Source records
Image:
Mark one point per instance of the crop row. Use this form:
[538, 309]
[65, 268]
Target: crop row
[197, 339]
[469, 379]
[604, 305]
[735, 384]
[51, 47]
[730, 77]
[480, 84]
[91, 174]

» Written request
Output these lines again with no changes.

» Output of the exercise
Image:
Mark one point per instance of the crop row. Use this form:
[538, 309]
[65, 268]
Target: crop row
[197, 339]
[469, 379]
[604, 305]
[735, 384]
[51, 47]
[730, 77]
[480, 84]
[91, 174]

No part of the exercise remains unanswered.